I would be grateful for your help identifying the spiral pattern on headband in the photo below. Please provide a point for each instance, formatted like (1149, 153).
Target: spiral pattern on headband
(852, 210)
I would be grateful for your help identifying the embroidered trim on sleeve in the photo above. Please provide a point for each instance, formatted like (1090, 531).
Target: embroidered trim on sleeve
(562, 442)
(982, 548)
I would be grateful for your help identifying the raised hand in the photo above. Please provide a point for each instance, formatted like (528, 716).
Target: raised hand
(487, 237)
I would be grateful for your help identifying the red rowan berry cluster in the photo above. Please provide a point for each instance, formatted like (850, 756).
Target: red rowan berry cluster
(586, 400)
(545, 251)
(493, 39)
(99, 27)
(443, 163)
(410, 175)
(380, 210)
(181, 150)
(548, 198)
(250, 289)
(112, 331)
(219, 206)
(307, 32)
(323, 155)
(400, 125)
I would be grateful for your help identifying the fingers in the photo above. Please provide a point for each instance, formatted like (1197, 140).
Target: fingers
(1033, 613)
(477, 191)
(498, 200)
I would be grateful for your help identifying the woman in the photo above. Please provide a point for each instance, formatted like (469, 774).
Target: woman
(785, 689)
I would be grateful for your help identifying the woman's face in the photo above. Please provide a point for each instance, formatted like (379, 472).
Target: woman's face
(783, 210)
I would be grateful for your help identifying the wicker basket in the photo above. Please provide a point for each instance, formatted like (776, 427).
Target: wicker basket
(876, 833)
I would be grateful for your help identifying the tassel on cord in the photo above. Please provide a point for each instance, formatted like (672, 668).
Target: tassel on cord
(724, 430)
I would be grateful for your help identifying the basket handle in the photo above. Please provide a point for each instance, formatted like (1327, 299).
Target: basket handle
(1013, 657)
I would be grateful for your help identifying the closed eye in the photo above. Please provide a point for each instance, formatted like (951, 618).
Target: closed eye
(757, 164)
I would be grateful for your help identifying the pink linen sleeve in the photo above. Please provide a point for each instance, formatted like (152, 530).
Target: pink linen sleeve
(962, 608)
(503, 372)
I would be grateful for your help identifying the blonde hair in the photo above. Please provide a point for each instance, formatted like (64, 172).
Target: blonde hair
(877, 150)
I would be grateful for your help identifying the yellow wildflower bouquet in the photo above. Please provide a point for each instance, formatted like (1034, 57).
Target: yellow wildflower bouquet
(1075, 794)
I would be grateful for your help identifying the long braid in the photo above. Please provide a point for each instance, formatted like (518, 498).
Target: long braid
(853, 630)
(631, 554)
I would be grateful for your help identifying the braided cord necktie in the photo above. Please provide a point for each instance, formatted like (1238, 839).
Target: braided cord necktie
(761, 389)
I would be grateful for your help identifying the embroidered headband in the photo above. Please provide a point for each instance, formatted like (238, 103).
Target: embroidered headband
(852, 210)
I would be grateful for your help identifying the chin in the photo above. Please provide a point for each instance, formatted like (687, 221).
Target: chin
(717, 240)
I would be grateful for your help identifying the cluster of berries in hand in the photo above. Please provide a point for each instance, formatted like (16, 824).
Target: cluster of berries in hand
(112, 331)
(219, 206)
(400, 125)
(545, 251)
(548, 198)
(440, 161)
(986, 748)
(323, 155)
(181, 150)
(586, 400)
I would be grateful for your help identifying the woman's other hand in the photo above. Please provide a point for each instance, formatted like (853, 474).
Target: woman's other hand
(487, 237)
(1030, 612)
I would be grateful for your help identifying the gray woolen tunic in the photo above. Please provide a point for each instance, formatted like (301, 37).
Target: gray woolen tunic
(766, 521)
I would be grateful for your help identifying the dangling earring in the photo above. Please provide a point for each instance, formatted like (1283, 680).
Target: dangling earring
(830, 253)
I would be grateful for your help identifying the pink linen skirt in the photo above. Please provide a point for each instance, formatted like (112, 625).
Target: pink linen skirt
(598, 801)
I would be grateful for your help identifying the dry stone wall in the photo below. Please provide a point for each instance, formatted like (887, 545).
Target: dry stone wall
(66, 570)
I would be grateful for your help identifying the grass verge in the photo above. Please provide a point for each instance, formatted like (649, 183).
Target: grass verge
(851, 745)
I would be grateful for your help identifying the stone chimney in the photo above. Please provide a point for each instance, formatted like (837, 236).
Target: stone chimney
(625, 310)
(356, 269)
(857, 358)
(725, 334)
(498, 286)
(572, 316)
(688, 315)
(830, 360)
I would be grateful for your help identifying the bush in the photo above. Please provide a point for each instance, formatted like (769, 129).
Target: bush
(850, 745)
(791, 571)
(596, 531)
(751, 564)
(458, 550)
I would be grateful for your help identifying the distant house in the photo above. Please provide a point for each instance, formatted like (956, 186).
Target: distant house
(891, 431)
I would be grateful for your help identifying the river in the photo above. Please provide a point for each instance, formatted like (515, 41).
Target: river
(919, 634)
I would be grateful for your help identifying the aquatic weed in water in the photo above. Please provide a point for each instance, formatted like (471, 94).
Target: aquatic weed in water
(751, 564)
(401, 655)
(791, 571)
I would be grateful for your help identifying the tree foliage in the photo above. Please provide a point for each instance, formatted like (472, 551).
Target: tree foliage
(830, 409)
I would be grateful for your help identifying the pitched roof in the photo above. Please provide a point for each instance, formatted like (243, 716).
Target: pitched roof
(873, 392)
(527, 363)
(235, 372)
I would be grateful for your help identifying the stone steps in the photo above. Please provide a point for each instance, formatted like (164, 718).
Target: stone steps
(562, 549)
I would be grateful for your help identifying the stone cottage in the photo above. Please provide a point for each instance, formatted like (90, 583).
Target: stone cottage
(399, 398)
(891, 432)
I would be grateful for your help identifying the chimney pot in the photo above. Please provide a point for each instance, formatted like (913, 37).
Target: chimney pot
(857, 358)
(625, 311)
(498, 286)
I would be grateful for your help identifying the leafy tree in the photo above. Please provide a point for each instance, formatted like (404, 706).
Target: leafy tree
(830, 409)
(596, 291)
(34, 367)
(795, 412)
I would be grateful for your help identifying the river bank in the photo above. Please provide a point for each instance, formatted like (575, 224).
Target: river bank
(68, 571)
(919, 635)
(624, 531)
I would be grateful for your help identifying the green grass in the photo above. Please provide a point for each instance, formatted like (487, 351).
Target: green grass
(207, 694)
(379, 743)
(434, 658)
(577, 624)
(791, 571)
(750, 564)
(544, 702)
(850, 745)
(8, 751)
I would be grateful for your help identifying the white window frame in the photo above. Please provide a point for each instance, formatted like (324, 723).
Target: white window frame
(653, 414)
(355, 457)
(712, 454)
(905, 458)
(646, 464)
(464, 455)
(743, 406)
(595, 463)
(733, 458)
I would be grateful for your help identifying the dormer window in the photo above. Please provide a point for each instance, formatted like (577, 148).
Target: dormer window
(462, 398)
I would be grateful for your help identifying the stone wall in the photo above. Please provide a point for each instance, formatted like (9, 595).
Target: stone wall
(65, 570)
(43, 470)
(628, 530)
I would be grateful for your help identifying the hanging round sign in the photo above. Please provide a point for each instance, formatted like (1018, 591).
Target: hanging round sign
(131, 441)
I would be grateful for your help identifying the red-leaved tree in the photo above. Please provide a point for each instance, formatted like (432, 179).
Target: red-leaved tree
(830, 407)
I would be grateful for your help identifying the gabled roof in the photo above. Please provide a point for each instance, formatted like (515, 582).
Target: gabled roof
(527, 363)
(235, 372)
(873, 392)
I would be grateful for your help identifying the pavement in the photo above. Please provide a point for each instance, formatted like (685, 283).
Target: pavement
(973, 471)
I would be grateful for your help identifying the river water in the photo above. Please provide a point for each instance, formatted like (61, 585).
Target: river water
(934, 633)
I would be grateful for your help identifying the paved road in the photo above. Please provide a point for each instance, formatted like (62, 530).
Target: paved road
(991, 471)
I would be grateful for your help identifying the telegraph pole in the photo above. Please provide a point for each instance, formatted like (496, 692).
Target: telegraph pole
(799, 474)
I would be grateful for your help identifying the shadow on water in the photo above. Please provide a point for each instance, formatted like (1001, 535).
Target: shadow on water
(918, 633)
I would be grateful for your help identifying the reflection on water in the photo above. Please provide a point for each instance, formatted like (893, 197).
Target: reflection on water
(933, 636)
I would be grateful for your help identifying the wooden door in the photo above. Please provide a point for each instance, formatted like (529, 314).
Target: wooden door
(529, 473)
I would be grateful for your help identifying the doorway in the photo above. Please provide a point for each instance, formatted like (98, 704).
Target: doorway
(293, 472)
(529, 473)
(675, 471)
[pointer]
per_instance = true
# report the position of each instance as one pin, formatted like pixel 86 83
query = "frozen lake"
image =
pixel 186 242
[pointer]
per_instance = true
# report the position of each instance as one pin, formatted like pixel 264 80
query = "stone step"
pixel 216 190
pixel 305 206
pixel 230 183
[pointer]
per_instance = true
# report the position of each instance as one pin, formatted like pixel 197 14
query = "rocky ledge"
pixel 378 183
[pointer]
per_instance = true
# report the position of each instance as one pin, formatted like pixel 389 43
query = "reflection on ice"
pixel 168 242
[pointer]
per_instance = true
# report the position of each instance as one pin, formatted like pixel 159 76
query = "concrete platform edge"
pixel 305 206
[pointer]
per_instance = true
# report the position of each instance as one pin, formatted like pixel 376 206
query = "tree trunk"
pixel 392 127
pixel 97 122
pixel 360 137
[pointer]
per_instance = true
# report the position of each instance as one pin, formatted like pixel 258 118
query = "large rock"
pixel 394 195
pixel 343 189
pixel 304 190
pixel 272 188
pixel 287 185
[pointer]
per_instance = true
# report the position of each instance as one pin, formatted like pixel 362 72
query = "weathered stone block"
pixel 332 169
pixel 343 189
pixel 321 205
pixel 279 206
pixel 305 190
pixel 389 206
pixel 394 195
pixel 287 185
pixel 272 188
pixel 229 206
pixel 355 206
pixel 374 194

#### EXERCISE BRIEF
Some lines of the data above may hold the word "position"; state how many do, and give only that number.

#### RESPONSE AREA
8